→ **Record excerpts**
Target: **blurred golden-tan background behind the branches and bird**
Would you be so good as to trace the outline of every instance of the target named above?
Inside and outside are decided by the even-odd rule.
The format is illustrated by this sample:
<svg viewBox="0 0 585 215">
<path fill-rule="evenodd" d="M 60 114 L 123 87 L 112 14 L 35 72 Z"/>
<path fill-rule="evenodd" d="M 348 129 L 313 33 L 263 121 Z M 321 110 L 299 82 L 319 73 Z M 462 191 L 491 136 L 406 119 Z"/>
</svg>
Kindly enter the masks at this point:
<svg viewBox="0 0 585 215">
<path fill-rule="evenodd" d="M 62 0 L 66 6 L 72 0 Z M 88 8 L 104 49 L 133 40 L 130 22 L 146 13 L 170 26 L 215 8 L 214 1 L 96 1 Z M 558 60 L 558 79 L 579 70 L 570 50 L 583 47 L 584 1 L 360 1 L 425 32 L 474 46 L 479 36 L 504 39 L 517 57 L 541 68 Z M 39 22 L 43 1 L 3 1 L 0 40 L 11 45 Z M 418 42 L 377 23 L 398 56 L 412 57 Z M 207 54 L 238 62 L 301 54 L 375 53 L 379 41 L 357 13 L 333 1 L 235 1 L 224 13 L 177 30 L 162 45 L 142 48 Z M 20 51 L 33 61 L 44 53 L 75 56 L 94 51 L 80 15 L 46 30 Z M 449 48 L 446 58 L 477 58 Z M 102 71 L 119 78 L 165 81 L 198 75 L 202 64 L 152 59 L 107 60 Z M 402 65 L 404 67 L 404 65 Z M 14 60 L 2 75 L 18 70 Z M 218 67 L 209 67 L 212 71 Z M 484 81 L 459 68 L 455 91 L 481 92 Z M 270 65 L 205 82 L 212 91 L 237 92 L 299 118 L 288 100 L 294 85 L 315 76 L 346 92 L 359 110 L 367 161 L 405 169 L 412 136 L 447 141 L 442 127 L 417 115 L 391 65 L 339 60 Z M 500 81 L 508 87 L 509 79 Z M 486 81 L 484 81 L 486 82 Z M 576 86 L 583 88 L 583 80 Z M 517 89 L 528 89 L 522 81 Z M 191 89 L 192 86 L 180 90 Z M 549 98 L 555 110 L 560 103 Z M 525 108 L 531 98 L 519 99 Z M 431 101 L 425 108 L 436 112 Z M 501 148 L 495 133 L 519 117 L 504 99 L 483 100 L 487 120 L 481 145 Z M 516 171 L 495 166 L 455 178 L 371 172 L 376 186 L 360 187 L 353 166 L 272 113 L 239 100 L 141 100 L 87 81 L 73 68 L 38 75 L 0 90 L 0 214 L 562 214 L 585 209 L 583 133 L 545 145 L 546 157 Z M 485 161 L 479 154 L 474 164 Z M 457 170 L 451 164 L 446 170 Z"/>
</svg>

→ **What you need to do**
Return all of the entries exactly as written.

→ **Reply**
Target: **blurred golden-tan background behind the branches and bird**
Would you be so good as to trace the outline of every instance of the target named above?
Inside and outside are decided by the even-odd rule.
The format is illustrated by this sample:
<svg viewBox="0 0 585 215">
<path fill-rule="evenodd" d="M 60 114 L 123 87 L 112 14 L 35 72 Z"/>
<path fill-rule="evenodd" d="M 348 129 L 313 33 L 263 121 Z M 321 110 L 299 82 L 319 73 Z M 462 191 L 491 136 L 406 119 Z"/>
</svg>
Kindly enter the masks at this point:
<svg viewBox="0 0 585 215">
<path fill-rule="evenodd" d="M 62 0 L 66 6 L 72 0 Z M 88 8 L 104 49 L 133 40 L 130 22 L 146 13 L 170 26 L 215 8 L 214 1 L 96 1 Z M 558 60 L 558 79 L 579 70 L 570 50 L 583 47 L 584 1 L 360 1 L 425 32 L 474 46 L 479 36 L 504 39 L 517 57 L 541 68 Z M 39 22 L 43 1 L 3 1 L 0 40 L 11 45 Z M 418 42 L 377 23 L 398 56 L 412 57 Z M 207 54 L 238 62 L 301 54 L 375 53 L 379 41 L 357 13 L 333 1 L 235 1 L 224 13 L 177 30 L 162 45 L 142 48 Z M 20 51 L 33 61 L 44 53 L 75 56 L 94 51 L 80 15 L 46 30 Z M 449 48 L 446 58 L 477 58 Z M 102 71 L 119 78 L 165 81 L 198 75 L 202 64 L 152 59 L 107 60 Z M 402 65 L 404 67 L 404 65 Z M 14 60 L 2 75 L 18 70 Z M 218 67 L 209 67 L 212 71 Z M 484 81 L 459 68 L 455 91 L 481 92 Z M 270 65 L 205 82 L 212 91 L 237 92 L 299 118 L 288 100 L 294 85 L 315 76 L 346 92 L 359 110 L 367 161 L 405 169 L 412 136 L 447 141 L 442 127 L 417 115 L 391 65 L 339 60 Z M 500 81 L 508 87 L 509 79 Z M 486 81 L 484 81 L 486 82 Z M 576 86 L 583 88 L 583 80 Z M 517 89 L 528 89 L 522 81 Z M 191 89 L 192 86 L 180 90 Z M 549 98 L 555 110 L 560 103 Z M 525 108 L 531 98 L 519 99 Z M 431 101 L 425 108 L 436 112 Z M 501 148 L 495 133 L 519 117 L 504 99 L 483 100 L 487 120 L 481 145 Z M 516 171 L 495 166 L 455 178 L 371 172 L 376 186 L 360 187 L 353 166 L 272 113 L 239 100 L 141 100 L 87 81 L 73 68 L 38 75 L 0 90 L 0 214 L 562 214 L 585 209 L 583 133 L 545 145 L 546 157 Z M 485 161 L 479 154 L 474 164 Z M 457 170 L 451 164 L 446 170 Z"/>
</svg>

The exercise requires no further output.